### Problems and tasks
1 – From the forum thread about working with hickory, print the passage between "## ndguy (Aug" and "(Aug 9, 2008)", inclusive.
2 – Answer these from the hickory forum thread:
(a) In which woods has the original poster already built cabinets?
(b) Which wood does closetguy call probably the next hardest he works with?
(c) What did commajockey build out of hickory?
3 – Carry the forum thread about working with hickory forward, writing what follows its final post.

-- START OF Supplied text --

# Is hickory difficult to work with?



## ndguy (Aug 31, 2009)

My finished carpentry skills are still in the developmental stage. I have built some cabinets in oak and birch, but my next project is a bar for my basement and I want to know what to expect when I change to Hickory. I have heard it is more difficult and if so any tips to help out would be great. Thanks!

Thanks!


----------



## a1Jim (Aug 9, 2008)

I've never used Hickory so I'm interested in what others have to say about it too.


----------



## teenagewoodworker (Jan 31, 2008)

it is a difficult wood to work with…. it doesnt like to be worked by hand tools period… chisels hand planes doesnt matter it doesn't take well to them… also very very hard… splinters alot too


----------



## closetguy (Sep 29, 2007)

It's the toughest wood I have ever worked with. My planer growls when I run hickory though it. For this reason, I tend to shy away from using it. Purpleheart is probably the next hardest wood I work with, but it is soft compared to hickory. However, hickory is pretty wood, especially with a good mix of heart and sap wood running though it. I have seen some outstanding cabinets made out of it.


----------



## knotscott (Feb 27, 2009)

Hickory is hard and heavy….worse than hard maple.


----------



## commajockey (Jun 2, 2009)

Man, you guys are all Hickory-haters. ;-) I built my entire set of kitchen cabinet doors out of hickory and actually enjoyed working with it. Yes, it's heavy. Very heavy, in fact. Yes, it's tough to work with hand tools. But keep your bits and blades sharp, plan your edge routing carefully, take very light cuts with a surface planer, and don't plan on doing too much hand mortising and I think you'll be pretty happy.

-- END OF Supplied text --
-- START OF Records provided --

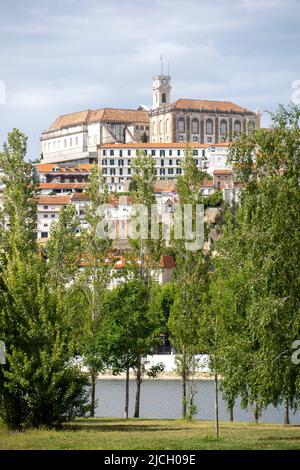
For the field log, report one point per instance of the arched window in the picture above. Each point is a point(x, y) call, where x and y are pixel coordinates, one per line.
point(181, 126)
point(195, 126)
point(223, 127)
point(237, 127)
point(154, 128)
point(251, 127)
point(167, 126)
point(209, 127)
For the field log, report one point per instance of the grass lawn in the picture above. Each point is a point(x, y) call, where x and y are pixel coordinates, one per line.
point(153, 434)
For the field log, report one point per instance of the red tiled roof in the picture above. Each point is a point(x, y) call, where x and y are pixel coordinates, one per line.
point(150, 145)
point(53, 200)
point(223, 172)
point(128, 116)
point(62, 185)
point(209, 105)
point(49, 167)
point(80, 197)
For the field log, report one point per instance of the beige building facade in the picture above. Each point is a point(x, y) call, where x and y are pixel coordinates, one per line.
point(196, 121)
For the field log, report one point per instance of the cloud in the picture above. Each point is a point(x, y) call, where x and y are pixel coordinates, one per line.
point(65, 55)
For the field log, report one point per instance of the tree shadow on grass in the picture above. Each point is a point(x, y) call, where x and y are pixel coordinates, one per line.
point(102, 427)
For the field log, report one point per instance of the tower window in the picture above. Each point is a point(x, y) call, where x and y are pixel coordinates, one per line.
point(181, 125)
point(209, 126)
point(237, 127)
point(195, 126)
point(223, 127)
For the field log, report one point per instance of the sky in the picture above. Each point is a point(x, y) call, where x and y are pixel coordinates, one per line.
point(62, 56)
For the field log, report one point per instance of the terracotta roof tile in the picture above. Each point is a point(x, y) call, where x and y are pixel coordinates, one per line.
point(49, 167)
point(150, 145)
point(209, 105)
point(53, 200)
point(62, 185)
point(128, 116)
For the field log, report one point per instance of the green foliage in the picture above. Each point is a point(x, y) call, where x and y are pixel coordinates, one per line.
point(255, 290)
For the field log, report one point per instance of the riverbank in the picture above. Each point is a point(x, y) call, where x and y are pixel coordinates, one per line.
point(112, 434)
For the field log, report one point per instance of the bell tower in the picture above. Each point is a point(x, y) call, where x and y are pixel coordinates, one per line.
point(161, 91)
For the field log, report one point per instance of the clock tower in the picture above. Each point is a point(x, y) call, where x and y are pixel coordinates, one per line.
point(161, 91)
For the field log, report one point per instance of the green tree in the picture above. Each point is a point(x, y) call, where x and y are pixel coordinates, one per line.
point(256, 282)
point(96, 276)
point(128, 330)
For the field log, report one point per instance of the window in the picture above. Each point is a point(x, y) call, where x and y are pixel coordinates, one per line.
point(181, 125)
point(237, 127)
point(195, 126)
point(223, 127)
point(251, 127)
point(209, 126)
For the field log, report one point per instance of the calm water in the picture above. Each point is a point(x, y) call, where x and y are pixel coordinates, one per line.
point(162, 399)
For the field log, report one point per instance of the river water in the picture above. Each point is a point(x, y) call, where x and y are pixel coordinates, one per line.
point(161, 398)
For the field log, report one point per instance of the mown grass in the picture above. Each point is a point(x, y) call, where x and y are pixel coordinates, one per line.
point(153, 434)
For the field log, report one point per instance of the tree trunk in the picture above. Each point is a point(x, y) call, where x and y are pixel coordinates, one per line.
point(231, 413)
point(184, 385)
point(256, 413)
point(138, 392)
point(126, 394)
point(287, 413)
point(93, 393)
point(216, 406)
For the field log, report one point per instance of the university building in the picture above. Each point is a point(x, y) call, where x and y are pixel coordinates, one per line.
point(192, 120)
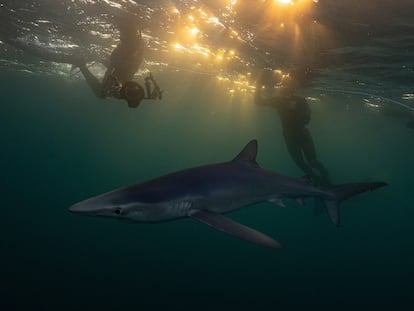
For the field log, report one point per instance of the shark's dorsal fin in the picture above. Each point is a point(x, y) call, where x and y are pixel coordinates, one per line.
point(248, 154)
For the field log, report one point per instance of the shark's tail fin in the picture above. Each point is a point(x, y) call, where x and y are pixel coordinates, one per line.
point(345, 191)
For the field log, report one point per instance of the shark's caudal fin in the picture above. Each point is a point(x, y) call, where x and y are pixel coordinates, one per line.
point(345, 191)
point(248, 154)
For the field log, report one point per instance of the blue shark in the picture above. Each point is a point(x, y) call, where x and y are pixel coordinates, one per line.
point(206, 193)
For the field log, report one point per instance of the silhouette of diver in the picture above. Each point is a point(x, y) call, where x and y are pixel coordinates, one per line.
point(295, 114)
point(124, 62)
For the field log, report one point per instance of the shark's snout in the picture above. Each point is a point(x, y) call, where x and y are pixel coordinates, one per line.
point(77, 208)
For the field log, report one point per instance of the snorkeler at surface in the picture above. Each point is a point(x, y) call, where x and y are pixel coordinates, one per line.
point(294, 113)
point(124, 62)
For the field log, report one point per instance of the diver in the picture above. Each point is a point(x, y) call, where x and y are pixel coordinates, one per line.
point(122, 65)
point(124, 62)
point(295, 115)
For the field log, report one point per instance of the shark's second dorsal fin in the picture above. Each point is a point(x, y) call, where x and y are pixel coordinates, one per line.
point(248, 154)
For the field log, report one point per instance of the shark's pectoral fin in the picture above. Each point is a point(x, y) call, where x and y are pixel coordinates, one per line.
point(231, 227)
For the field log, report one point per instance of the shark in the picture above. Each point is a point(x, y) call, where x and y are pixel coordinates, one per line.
point(207, 193)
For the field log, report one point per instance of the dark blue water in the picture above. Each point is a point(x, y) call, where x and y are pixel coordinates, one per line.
point(61, 145)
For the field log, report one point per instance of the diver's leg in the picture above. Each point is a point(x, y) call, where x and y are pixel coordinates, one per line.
point(92, 81)
point(294, 149)
point(308, 148)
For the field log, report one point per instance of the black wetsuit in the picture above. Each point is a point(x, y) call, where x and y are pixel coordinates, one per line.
point(295, 115)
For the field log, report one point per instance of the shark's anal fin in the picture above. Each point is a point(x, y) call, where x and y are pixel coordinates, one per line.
point(231, 227)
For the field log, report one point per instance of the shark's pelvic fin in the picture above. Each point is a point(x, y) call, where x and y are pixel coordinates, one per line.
point(231, 227)
point(345, 191)
point(248, 154)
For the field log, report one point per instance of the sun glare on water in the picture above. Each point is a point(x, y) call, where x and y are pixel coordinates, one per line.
point(285, 1)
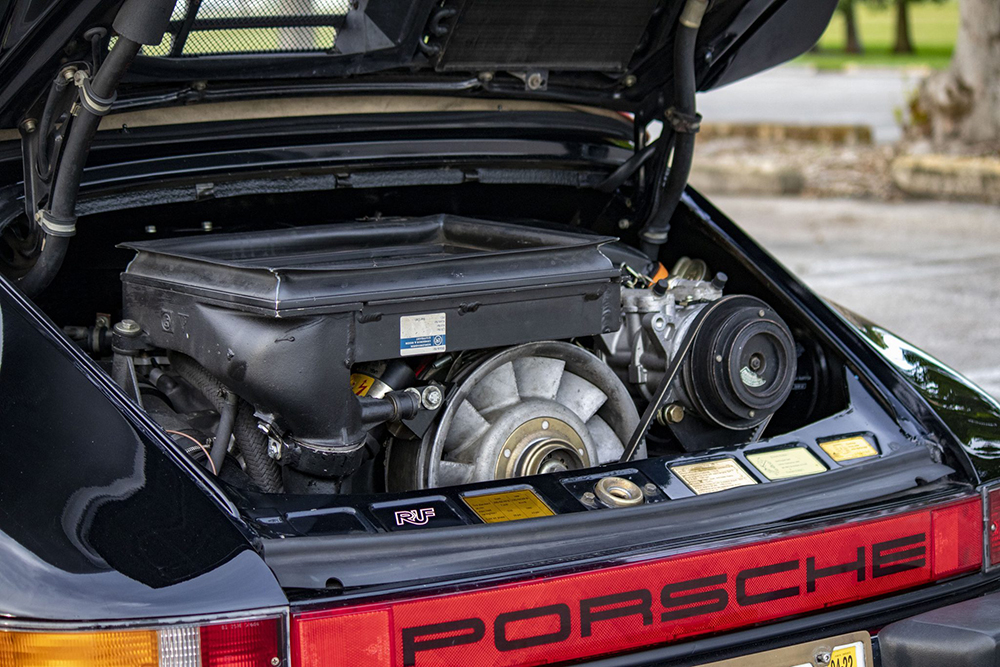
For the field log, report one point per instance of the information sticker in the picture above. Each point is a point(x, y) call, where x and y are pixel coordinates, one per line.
point(423, 334)
point(848, 449)
point(508, 506)
point(787, 463)
point(712, 476)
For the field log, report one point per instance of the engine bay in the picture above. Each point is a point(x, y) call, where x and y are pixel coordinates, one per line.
point(417, 353)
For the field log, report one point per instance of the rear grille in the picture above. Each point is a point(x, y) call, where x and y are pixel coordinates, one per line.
point(223, 27)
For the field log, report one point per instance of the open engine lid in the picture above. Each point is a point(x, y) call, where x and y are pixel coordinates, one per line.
point(608, 53)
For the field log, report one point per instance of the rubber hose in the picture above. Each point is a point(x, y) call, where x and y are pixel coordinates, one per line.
point(261, 468)
point(250, 440)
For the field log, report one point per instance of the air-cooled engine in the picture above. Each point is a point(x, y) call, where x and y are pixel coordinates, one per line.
point(414, 353)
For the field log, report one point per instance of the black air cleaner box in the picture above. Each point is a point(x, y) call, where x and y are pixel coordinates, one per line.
point(397, 287)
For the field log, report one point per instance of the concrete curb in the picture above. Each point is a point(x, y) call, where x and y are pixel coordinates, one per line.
point(833, 135)
point(948, 177)
point(722, 178)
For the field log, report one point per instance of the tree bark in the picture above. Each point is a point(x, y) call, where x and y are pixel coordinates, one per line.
point(904, 44)
point(853, 40)
point(963, 102)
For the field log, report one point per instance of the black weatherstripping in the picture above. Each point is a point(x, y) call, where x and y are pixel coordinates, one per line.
point(382, 46)
point(98, 518)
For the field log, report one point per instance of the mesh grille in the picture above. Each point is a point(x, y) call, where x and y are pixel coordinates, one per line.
point(220, 27)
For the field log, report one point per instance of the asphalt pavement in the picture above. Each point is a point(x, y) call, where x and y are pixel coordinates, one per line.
point(927, 271)
point(795, 94)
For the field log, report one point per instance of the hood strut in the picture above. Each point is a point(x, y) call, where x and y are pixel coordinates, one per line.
point(138, 22)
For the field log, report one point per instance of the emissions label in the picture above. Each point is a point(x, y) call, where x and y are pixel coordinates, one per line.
point(422, 334)
point(787, 463)
point(507, 506)
point(712, 476)
point(847, 449)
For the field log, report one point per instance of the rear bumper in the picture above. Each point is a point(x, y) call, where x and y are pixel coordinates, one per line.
point(883, 613)
point(967, 633)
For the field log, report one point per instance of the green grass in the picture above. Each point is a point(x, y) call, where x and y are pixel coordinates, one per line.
point(933, 28)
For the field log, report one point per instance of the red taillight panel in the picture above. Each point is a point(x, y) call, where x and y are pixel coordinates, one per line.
point(993, 526)
point(243, 644)
point(652, 602)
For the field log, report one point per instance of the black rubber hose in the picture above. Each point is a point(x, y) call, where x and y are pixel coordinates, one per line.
point(626, 169)
point(655, 232)
point(250, 440)
point(200, 379)
point(65, 188)
point(227, 418)
point(103, 84)
point(261, 468)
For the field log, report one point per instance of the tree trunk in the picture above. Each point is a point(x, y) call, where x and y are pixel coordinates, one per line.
point(853, 41)
point(963, 102)
point(903, 43)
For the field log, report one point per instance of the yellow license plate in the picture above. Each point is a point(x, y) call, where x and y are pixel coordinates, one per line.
point(853, 650)
point(852, 655)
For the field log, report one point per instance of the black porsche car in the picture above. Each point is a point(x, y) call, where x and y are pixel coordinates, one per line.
point(378, 332)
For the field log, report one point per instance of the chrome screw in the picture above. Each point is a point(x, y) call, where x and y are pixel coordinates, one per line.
point(431, 397)
point(128, 328)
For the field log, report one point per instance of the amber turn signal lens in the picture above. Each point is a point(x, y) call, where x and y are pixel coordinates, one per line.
point(124, 648)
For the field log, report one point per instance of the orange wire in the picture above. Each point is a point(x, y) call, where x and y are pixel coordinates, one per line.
point(203, 448)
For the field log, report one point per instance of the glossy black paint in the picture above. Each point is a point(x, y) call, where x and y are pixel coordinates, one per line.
point(970, 414)
point(100, 518)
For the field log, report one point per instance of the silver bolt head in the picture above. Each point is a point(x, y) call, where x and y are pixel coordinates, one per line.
point(274, 450)
point(431, 397)
point(128, 328)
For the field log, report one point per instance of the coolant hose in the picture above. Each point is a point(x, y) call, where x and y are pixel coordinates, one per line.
point(684, 120)
point(58, 222)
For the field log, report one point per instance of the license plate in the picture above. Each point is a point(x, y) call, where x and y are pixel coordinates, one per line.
point(853, 650)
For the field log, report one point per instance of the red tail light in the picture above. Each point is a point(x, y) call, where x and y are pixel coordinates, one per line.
point(245, 644)
point(992, 507)
point(651, 602)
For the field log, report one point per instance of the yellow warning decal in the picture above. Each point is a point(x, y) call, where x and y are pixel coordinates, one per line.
point(508, 506)
point(787, 463)
point(361, 384)
point(712, 476)
point(847, 449)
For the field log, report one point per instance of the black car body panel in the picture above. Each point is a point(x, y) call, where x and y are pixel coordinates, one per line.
point(104, 521)
point(392, 52)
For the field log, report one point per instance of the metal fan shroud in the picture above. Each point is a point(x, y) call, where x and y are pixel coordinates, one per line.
point(532, 409)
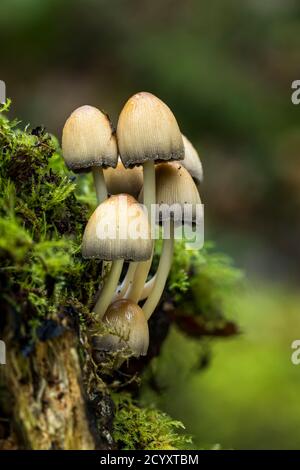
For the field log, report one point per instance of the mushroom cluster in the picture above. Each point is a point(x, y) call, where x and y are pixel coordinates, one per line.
point(147, 163)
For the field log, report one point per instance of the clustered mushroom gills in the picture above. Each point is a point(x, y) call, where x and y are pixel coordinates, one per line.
point(149, 159)
point(124, 180)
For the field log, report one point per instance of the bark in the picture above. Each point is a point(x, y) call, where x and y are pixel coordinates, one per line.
point(44, 399)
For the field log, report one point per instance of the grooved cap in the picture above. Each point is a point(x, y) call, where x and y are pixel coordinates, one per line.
point(118, 229)
point(148, 130)
point(88, 140)
point(192, 161)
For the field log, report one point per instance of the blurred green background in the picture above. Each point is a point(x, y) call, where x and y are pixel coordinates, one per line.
point(225, 68)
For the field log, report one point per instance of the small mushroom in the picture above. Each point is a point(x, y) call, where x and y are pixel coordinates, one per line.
point(147, 132)
point(124, 180)
point(128, 329)
point(118, 230)
point(174, 185)
point(192, 161)
point(88, 141)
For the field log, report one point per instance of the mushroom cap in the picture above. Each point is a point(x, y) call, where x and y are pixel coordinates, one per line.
point(129, 327)
point(88, 140)
point(124, 180)
point(148, 130)
point(118, 229)
point(192, 161)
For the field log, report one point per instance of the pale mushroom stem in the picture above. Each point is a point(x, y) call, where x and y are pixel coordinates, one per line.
point(143, 268)
point(161, 274)
point(100, 185)
point(126, 283)
point(108, 289)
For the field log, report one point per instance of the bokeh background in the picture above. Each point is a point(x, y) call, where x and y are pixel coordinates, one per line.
point(225, 68)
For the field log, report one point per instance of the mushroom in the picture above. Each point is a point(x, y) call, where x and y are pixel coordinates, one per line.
point(147, 132)
point(174, 185)
point(123, 180)
point(88, 142)
point(118, 230)
point(128, 329)
point(191, 161)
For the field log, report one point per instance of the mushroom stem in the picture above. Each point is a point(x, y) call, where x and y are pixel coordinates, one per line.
point(126, 283)
point(100, 185)
point(143, 268)
point(161, 274)
point(108, 289)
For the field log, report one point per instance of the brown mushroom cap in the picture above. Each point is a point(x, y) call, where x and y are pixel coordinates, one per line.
point(148, 130)
point(124, 180)
point(129, 328)
point(88, 140)
point(192, 161)
point(110, 232)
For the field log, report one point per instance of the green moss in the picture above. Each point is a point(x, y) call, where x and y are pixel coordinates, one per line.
point(145, 428)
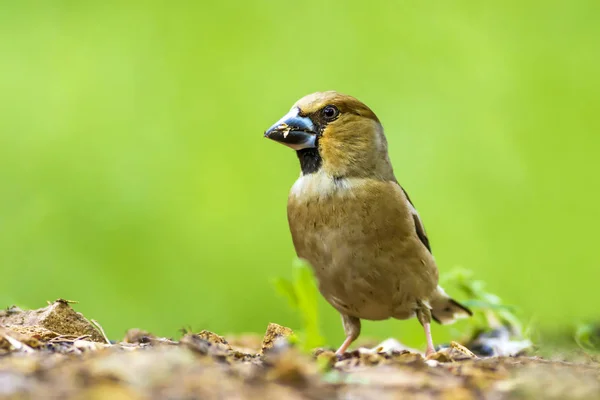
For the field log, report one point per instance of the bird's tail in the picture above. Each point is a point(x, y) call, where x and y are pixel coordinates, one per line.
point(445, 310)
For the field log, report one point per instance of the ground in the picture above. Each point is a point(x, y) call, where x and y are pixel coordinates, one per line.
point(54, 352)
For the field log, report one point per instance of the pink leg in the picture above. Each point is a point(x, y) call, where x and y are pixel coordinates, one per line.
point(352, 330)
point(344, 346)
point(430, 349)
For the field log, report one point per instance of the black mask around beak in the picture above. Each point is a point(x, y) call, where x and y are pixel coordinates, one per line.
point(293, 131)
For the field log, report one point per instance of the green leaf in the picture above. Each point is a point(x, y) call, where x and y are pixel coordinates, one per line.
point(584, 338)
point(286, 289)
point(307, 295)
point(485, 305)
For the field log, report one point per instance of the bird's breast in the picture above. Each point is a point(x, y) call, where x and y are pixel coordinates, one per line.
point(359, 237)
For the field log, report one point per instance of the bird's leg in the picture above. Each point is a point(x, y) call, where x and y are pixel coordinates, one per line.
point(424, 317)
point(352, 330)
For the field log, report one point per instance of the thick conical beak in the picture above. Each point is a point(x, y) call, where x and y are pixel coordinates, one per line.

-- END OF Records provided --

### Outputs by task
1 –
## ndguy (Aug 31, 2009)

My finished carpentry skills are still in the developmental stage. I have built some cabinets in oak and birch, but my next project is a bar for my basement and I want to know what to expect when I change to Hickory. I have heard it is more difficult and if so any tips to help out would be great. Thanks!

Thanks!


----------



## a1Jim (Aug 9, 2008)

2 –
(a) Oak and birch.
(b) Purpleheart.
(c) An entire set of kitchen cabinet doors.

3 –
Actually, I used hand tools a bit here and there in my hickory work to fine tune tenons, muntins and so on and had pretty good success. And I'm not exactly a Chris Schwarz when it comes to hand work.

I don't know how intricate you're planning your bar to be, but hickory does quite well with relatively straightforward work and finishes really nicely. The tone is anywhere from blonde to a deep chocolate color and looks terrific with a nice clear satin oil-based poly.

Super intricate/delicate work however and I'd concur with our brethren that hickory might be challenging for that. But I'd happily turn to hickory again any time.


----------



## teenagewoodworker (Jan 31, 2008)

yeah Hickory is beautiful. intricate work stay away from hickory. i like it for handles and stuff but for a bartop it should be good. personally im not a fan of the heartwood i like the darker pieces of hickory heart as opposed to the lighter ones… it takes awhile to pick through the pile but if you take your time selecting the wood its beatiful…. it also has some of the most beautiful knots ive even seen


----------



## GaryC (Dec 31, 2008)

I agree, its really hard to work with but I think it's worth it. But, as was already said, keep the tools sharp


----------



## cabinetmaster (Aug 28, 2008)

I have to agree with commajockey. Hickory is beatiful wood and makes beautiful cabinets. It is hard wood but hey. It works about like Oak to me. We make cabinets with hickory all the time here.


----------



## Karson (May 9, 2006)

Hard on tools. and heavy. The grain paterns have to be something that you can live with. I heard that some people use a whiting finish to kill some of the grain patterns.


----------



## ChunkyC (Jun 28, 2009)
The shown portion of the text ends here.